The answer should be each line from the entries below that has the word "window" in it.

(THE RECORDS):
+ + + + +
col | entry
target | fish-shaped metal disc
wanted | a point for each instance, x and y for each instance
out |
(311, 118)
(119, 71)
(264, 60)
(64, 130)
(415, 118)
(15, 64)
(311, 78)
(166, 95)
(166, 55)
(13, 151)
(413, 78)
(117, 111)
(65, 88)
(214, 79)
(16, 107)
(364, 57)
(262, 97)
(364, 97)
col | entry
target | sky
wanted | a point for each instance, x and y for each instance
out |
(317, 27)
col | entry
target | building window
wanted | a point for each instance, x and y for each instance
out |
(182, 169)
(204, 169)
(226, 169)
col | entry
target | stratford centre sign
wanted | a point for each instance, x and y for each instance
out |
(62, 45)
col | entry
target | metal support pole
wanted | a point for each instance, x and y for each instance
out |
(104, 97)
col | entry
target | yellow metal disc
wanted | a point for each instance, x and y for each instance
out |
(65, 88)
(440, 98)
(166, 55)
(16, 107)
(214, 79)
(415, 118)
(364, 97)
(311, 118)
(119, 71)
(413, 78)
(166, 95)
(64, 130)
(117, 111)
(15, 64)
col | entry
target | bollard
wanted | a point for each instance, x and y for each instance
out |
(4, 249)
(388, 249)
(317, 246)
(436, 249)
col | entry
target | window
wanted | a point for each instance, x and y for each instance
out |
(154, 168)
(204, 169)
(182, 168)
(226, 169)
+ + + + +
(YOUR RESPONSE):
target | building window
target | window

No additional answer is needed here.